Extract every line of the items below that contains the word "then", treating uppercase and lowercase letters as distinct.

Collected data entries
BEGIN

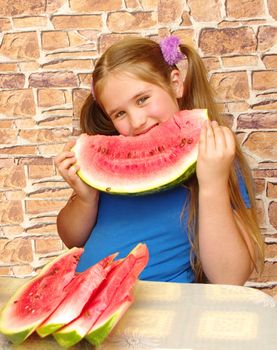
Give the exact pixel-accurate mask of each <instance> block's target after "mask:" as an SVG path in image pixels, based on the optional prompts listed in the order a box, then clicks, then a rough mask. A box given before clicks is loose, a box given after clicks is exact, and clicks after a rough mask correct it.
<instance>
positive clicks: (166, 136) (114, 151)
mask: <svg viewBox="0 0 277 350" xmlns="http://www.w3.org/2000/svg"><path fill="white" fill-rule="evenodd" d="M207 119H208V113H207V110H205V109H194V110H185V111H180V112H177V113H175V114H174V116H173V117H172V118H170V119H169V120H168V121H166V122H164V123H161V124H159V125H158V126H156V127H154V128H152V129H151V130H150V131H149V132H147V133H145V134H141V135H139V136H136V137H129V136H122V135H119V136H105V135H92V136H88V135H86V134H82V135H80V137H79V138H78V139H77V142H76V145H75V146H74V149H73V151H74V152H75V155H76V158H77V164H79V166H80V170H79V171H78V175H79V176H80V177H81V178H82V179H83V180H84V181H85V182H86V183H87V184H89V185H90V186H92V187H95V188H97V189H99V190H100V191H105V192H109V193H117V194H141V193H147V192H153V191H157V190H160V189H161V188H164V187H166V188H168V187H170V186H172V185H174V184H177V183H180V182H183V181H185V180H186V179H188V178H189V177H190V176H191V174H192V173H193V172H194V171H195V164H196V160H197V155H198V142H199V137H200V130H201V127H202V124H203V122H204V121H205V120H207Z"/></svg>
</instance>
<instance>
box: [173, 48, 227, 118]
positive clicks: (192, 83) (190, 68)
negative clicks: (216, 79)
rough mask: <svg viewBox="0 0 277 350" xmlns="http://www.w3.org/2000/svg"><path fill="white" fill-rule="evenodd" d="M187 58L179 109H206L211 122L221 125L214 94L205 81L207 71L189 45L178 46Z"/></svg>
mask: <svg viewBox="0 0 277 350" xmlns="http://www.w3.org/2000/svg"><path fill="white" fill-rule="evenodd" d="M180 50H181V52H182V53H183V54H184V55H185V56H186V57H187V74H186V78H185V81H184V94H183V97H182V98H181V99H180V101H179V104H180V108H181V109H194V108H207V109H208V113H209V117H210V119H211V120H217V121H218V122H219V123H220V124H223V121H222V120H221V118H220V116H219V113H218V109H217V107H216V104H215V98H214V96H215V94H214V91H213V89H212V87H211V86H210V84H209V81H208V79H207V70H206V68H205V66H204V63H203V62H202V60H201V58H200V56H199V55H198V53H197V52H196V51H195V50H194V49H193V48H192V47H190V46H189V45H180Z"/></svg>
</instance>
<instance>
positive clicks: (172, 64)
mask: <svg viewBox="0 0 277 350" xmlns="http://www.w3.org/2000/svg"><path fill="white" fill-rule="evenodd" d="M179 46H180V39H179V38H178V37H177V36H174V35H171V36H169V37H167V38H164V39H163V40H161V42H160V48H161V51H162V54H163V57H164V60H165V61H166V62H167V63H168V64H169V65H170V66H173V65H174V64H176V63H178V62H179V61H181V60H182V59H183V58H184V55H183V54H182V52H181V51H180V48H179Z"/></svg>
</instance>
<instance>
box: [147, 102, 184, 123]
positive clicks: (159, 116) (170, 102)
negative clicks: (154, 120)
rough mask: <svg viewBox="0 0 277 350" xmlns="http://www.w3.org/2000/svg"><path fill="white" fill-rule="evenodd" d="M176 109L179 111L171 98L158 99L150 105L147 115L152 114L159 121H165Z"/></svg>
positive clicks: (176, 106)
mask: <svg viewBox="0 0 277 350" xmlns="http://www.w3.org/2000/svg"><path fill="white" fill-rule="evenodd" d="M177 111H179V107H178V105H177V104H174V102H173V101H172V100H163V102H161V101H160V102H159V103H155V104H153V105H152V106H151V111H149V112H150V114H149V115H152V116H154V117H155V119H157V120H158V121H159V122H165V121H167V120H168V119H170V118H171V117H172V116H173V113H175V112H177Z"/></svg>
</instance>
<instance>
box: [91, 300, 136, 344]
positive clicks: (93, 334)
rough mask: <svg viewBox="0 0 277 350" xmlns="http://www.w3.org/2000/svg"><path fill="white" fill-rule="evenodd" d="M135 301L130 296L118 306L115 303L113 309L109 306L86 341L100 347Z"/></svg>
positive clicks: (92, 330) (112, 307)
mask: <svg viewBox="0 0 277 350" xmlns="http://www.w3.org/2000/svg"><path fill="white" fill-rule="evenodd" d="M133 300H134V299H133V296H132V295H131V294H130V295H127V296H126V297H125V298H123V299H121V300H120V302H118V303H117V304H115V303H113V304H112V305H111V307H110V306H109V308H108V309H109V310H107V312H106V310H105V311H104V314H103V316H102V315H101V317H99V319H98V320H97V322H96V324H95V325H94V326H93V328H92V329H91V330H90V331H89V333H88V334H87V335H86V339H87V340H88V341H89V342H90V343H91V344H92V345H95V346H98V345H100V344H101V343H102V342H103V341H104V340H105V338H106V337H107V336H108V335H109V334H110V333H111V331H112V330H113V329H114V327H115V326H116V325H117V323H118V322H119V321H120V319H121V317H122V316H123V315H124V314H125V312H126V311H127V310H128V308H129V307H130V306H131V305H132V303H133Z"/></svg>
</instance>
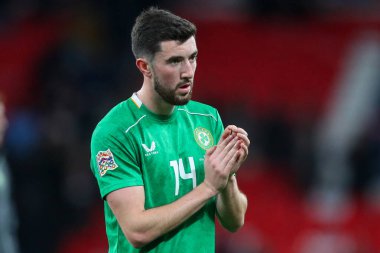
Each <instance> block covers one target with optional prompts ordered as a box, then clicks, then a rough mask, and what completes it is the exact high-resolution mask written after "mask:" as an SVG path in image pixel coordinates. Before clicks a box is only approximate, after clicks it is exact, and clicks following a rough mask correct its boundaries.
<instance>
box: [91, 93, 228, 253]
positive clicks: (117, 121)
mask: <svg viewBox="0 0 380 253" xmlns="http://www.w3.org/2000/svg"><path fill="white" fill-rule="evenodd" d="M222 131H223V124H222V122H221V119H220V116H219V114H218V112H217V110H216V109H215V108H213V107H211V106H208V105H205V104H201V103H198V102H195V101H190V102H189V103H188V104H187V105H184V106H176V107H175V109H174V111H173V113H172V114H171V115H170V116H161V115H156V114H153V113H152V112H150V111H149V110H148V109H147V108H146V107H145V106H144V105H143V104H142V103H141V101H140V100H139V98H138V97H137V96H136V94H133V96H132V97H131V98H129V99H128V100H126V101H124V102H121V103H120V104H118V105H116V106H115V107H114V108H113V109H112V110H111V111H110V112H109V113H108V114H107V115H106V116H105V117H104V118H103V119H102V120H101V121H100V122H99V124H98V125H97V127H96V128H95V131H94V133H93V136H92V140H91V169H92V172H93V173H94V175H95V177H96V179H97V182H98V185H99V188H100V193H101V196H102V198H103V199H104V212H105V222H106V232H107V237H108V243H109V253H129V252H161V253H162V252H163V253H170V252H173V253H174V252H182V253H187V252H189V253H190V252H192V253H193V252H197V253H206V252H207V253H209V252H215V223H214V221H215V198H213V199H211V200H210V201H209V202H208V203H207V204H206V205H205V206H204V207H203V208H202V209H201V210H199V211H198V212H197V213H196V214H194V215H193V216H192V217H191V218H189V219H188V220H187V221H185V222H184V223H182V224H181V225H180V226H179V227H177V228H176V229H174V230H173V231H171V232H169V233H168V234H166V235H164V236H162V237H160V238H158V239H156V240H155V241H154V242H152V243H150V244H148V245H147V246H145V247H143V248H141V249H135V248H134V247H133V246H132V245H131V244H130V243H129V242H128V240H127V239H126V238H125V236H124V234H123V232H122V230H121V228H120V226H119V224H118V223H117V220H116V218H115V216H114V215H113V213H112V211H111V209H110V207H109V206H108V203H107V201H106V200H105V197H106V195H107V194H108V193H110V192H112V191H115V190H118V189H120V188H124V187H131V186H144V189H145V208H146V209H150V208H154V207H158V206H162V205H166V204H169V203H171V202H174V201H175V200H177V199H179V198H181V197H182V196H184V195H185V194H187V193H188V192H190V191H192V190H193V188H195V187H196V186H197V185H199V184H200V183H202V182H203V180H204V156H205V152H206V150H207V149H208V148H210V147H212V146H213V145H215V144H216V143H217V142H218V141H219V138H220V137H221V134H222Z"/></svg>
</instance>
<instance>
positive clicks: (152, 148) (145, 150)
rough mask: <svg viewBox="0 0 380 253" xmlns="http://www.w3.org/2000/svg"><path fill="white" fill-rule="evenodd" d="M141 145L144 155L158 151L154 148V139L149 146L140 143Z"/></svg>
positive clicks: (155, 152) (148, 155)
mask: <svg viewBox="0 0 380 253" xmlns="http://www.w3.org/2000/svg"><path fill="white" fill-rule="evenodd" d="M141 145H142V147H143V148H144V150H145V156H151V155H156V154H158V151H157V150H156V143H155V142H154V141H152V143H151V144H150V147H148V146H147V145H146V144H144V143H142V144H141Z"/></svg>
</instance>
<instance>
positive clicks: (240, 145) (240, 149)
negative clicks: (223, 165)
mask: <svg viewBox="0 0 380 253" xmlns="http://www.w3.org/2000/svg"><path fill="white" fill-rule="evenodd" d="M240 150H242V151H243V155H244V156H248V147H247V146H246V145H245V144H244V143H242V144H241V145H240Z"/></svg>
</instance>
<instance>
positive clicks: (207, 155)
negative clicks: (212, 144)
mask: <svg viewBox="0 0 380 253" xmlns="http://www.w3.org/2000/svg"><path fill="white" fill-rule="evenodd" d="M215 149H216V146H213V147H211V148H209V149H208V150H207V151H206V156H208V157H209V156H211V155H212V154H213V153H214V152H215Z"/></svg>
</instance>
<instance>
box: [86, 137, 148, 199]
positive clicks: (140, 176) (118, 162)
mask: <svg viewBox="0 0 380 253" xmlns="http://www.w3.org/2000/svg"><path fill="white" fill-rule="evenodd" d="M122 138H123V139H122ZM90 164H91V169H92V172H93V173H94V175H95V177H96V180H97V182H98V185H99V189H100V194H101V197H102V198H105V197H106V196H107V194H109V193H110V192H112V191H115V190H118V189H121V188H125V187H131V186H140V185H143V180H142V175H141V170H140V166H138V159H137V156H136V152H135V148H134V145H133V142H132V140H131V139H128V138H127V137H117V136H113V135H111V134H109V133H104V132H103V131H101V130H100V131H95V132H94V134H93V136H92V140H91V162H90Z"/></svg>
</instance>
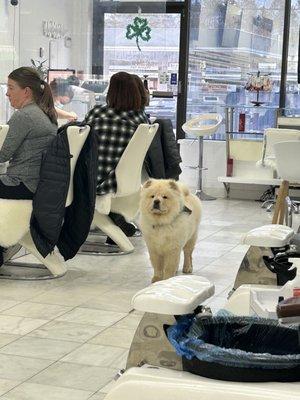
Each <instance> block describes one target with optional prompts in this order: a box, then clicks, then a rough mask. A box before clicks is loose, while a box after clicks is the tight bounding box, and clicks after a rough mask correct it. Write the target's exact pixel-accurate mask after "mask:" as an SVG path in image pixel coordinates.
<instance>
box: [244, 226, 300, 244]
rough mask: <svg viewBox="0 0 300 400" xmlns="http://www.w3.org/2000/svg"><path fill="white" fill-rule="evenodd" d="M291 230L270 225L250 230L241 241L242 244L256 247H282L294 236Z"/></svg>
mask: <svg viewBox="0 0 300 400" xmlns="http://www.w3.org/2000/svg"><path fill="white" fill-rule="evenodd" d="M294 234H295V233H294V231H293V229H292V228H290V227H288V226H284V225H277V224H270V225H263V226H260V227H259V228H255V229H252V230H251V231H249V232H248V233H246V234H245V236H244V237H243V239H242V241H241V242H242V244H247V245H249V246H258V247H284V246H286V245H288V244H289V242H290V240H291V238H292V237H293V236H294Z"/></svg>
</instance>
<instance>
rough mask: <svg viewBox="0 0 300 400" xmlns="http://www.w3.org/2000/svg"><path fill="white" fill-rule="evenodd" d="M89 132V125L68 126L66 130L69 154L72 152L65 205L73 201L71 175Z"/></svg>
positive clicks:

END

_Output_
Give the exact pixel-accurate mask of each <instance> block's target after "mask:" as an SVG path in image pixels, based on the optional prompts listed in the order a box, then clicks, then a rough mask. A box given before clicks is loose, a box given after clicks is exact, and clicks after a rough mask correct it.
Each <instance> block covers one target with optional prompts ordered as a box, then clicks, then a rough mask, and what completes it is the exact high-resolution mask written after "mask:" as an SVG path in image pixel coordinates. Before clicks a box is only approximate, after clicks it is exact, and clicks following a rough mask correct its boundaries.
Each <instance> block describes one target with optional prompts in this order: a box, then clicks, then a rough mask. A box before clicks is loose, while a box after clicks is the tight bounding box, and clicks after a rough mask correct it. Write the target's exact pixel-accurate mask after "mask:" as an SVG path in image pixel coordinates.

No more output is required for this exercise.